| Krótkie zadanie A |
Odpowiedz na pytania do tekstu o Smarcie:
(i) Na który rok datowana jest marka Smart?
(ii) Od jakiego słowa, poza nazwami Swatch i Mercedes, pochodzi nazwa samochodu?
(iii) Który koncern uwierzył w wizję Nicolasa Hayeka?
| Krótkie zadanie B |
Powiel fragment tekstu o Smarcie, zaczynając od słów „Kto się boi” i ciągnąc aż do słów „walczy o klienta.”.
| Krótkie zadanie C |
Czy poniższe stwierdzenia zgadzają się z tekstem o Smarcie? Przy każdym odpowiedz „tak” lub „nie” i przytocz rozstrzygające słowa tekstu.
(i) Smart nadal zabiega o klienta.
(ii) Nicolas Hayek był właścicielem Mercedesa.
(iii) Smart należy do najstarszych marek samochodów.

| Strona |
Kto się boi Smarta?

0

Smart to jedna z najmłodszych marek jakie istnieją. Datowana na 1994 rok, szturmem wdarła się na rynek. Miała zapełnić lukę, stać się top of the top samochodów miejskich, tymczasem wciąż walczy o klienta.

Nazwa samochodu pochodzi od pierwszych liter założycieli firmy: zegarków Swatch i marki Mercedes, oraz słowa ART. (sztuka). Nicolas Hayek (właściciel Swatcha) długo odbijał się od drzwi różnych koncernów motoryzacyjnych, aż pewnego dnia w jego wizję małego, jednak bardzo bezepieecznego auta uwierzył Daimler-Benz.

| Dane |
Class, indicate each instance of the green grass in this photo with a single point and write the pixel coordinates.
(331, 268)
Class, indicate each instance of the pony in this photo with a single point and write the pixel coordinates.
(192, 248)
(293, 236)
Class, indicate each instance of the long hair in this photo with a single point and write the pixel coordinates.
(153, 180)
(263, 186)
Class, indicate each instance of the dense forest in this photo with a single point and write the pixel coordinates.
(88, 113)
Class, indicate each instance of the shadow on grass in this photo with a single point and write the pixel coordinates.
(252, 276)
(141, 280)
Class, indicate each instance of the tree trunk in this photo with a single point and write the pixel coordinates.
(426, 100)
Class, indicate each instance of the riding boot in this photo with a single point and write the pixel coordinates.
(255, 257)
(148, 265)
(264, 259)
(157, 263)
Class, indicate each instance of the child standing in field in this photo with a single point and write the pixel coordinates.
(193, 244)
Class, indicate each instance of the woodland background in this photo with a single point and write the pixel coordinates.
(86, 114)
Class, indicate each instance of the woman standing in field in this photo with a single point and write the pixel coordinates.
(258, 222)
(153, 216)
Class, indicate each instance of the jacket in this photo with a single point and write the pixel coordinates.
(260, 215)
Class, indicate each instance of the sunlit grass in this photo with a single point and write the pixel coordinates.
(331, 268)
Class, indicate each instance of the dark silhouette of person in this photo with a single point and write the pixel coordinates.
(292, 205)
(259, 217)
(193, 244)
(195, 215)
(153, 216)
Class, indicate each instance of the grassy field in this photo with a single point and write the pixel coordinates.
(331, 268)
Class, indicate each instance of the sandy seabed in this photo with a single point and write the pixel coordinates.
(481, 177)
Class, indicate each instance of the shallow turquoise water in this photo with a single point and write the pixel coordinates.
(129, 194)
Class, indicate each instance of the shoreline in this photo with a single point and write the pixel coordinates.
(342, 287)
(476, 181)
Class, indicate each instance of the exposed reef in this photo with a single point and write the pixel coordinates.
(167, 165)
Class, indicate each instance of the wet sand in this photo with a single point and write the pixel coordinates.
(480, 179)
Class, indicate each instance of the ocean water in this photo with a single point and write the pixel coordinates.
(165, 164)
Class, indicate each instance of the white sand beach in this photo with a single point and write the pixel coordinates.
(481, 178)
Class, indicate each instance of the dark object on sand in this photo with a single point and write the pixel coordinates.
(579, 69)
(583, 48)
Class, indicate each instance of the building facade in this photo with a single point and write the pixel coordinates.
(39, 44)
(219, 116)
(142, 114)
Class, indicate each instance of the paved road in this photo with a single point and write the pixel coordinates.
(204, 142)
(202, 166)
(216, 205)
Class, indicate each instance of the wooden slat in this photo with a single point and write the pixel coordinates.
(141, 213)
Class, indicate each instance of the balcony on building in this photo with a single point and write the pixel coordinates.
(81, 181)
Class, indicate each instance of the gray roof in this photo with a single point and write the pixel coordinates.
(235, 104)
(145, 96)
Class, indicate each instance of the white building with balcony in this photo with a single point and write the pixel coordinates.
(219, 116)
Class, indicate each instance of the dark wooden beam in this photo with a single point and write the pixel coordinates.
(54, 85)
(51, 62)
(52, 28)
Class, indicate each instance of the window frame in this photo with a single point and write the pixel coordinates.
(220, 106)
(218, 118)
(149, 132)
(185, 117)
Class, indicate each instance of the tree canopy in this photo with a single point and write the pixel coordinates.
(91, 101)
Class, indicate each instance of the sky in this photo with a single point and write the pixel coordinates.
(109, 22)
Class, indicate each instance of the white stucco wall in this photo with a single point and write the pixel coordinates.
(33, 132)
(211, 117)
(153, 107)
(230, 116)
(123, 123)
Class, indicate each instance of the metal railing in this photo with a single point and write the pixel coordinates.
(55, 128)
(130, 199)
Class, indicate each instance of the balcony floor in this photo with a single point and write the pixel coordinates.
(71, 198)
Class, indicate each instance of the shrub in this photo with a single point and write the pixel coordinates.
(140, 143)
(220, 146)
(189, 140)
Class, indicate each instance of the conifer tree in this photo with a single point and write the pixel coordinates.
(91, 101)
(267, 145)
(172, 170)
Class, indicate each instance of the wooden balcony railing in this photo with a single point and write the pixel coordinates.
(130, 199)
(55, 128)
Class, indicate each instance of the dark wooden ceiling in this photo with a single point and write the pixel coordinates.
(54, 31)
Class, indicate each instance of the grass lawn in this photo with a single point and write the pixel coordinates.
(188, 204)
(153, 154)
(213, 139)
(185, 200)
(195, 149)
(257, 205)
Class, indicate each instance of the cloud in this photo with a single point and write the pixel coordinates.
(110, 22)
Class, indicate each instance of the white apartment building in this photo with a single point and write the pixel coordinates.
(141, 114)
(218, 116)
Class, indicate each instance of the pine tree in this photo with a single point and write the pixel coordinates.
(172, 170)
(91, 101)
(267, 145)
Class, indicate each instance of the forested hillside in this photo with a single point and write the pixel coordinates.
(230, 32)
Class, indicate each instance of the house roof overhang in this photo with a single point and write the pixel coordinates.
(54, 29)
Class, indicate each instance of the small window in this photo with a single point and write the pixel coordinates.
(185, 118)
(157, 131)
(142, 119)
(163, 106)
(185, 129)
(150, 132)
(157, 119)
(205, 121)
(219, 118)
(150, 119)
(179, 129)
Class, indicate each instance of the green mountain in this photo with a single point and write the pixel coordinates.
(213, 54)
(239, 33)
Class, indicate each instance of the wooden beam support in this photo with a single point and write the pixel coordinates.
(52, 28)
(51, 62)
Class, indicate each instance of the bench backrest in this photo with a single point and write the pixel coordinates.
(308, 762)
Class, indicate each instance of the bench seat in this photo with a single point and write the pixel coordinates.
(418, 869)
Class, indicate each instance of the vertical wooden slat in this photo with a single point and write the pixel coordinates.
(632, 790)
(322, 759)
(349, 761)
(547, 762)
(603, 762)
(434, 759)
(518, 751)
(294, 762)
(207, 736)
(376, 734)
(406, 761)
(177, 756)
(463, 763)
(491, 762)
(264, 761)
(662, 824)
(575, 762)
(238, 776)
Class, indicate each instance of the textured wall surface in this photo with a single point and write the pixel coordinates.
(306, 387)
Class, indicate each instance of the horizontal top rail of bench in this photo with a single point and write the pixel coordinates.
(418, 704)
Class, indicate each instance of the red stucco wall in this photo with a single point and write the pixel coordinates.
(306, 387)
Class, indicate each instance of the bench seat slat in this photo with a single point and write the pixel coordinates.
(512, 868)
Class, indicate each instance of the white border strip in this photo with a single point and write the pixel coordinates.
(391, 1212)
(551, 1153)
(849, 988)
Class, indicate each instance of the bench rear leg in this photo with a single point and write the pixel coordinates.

| Pełna odpowiedź A |
(i) Na 1994 rok.
(ii) Od słowa ART. (sztuka).
(iii) Daimler-Benz.

| Pełna odpowiedź B |
Kto się boi Smarta?

0

Smart to jedna z najmłodszych marek jakie istnieją. Datowana na 1994 rok, szturmem wdarła się na rynek. Miała zapełnić lukę, stać się top of the top samochodów miejskich, tymczasem wciąż walczy o klienta.

| Pełna odpowiedź C |
(i) Tak: „tymczasem wciąż walczy o klienta”.
(ii) Nie: „Nicolas Hayek (właściciel Swatcha)”.
(iii) Nie: „Smart to jedna z najmłodszych marek jakie istnieją”.